YOUR GOAL: Every line in the records below that holds "overcast" must be identified and copied.

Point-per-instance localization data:
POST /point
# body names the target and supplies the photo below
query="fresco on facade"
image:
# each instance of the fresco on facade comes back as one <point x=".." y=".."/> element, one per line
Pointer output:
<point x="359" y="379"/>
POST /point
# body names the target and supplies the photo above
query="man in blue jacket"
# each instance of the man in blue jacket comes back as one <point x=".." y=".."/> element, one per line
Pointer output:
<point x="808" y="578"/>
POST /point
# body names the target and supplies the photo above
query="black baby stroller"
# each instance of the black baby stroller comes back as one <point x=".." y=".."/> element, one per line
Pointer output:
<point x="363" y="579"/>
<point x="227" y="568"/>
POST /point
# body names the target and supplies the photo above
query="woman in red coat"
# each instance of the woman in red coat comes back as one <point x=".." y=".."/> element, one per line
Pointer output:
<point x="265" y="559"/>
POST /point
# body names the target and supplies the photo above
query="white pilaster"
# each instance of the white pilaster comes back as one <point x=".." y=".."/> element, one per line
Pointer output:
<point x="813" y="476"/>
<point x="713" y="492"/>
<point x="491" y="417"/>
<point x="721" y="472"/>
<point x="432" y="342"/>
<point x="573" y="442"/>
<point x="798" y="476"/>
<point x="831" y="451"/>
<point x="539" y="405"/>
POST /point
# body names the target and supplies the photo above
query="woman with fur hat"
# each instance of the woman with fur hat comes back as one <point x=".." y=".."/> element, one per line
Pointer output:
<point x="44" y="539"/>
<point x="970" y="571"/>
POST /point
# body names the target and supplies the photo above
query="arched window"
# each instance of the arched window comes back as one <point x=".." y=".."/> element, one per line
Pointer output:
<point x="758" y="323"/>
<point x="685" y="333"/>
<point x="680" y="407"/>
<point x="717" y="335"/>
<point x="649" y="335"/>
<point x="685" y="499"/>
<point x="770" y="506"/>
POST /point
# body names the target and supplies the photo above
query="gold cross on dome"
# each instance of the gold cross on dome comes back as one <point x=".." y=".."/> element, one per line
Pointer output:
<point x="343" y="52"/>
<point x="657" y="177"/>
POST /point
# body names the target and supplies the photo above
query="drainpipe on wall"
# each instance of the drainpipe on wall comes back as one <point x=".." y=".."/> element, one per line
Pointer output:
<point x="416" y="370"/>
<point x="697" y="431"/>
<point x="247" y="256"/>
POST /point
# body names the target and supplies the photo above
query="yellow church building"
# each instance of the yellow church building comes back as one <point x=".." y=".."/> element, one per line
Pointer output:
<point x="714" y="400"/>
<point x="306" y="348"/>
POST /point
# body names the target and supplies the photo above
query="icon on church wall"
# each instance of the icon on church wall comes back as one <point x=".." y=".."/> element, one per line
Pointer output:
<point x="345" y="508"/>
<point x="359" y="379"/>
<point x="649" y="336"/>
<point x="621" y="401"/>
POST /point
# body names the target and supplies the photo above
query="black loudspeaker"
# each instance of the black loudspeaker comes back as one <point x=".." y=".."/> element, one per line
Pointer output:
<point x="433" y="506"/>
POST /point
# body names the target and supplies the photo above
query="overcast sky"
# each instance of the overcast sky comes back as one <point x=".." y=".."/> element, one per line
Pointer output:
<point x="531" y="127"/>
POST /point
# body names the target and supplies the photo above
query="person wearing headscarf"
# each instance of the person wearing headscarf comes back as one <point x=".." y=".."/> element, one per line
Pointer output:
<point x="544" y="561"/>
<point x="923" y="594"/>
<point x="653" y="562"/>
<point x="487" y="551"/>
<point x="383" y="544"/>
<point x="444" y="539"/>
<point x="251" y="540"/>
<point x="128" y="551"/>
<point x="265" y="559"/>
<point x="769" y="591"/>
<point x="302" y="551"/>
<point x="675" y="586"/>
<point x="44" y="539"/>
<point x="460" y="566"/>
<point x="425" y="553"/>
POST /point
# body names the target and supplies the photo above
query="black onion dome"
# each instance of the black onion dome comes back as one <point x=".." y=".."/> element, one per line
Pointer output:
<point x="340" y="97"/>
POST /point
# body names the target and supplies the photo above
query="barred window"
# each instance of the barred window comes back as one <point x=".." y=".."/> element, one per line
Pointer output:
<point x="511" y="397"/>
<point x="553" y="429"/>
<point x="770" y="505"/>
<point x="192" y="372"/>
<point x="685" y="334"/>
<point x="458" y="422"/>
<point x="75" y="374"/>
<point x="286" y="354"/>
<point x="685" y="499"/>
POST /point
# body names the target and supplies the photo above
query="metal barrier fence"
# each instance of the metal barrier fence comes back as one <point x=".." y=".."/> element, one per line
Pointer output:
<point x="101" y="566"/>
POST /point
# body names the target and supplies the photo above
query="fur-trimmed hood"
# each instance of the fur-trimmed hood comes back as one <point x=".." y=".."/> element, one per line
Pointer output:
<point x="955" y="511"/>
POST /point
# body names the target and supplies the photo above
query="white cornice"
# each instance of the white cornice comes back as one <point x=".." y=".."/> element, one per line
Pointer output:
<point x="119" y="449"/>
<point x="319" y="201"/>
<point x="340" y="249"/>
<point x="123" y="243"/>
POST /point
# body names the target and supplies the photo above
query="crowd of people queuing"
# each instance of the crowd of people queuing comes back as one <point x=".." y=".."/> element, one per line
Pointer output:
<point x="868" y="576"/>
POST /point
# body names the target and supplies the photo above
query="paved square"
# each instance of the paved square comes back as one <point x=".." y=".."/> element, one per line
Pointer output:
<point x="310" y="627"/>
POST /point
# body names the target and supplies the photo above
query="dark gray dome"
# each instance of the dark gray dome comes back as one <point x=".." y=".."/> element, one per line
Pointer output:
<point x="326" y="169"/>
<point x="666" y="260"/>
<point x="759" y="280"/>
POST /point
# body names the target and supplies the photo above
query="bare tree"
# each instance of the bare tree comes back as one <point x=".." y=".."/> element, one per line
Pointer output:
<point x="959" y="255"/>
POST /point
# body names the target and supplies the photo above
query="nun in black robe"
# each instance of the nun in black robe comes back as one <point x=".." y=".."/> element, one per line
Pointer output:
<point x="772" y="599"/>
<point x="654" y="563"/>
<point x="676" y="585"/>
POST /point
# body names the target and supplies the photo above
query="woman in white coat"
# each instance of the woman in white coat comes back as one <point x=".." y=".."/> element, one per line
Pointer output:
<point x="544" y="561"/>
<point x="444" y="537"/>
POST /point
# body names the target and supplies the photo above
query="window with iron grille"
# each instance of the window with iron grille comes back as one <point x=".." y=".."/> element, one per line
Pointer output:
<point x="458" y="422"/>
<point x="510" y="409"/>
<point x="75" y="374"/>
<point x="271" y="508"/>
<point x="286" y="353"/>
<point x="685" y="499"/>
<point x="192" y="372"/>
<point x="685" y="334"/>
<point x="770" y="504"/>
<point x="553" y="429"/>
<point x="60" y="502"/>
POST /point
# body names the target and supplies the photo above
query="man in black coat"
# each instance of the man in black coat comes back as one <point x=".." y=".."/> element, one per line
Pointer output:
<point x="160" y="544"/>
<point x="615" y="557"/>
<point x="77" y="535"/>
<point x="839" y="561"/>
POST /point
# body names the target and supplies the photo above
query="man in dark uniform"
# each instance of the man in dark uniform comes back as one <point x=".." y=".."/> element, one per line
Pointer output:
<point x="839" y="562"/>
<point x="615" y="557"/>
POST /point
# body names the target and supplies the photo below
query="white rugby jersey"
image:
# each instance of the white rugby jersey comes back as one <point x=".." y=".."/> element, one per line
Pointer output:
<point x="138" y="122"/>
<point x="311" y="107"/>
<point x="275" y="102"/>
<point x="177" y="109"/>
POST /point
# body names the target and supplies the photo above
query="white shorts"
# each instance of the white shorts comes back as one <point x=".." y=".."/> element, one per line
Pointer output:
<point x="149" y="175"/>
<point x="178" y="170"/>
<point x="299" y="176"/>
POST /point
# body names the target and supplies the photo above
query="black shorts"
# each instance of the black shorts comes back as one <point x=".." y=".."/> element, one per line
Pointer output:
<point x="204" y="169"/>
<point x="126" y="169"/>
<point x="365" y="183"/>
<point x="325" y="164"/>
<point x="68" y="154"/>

YOUR SOLUTION:
query="overcast sky"
# each instance of the overcast sky comes back as one <point x=".." y=".."/> element, one per line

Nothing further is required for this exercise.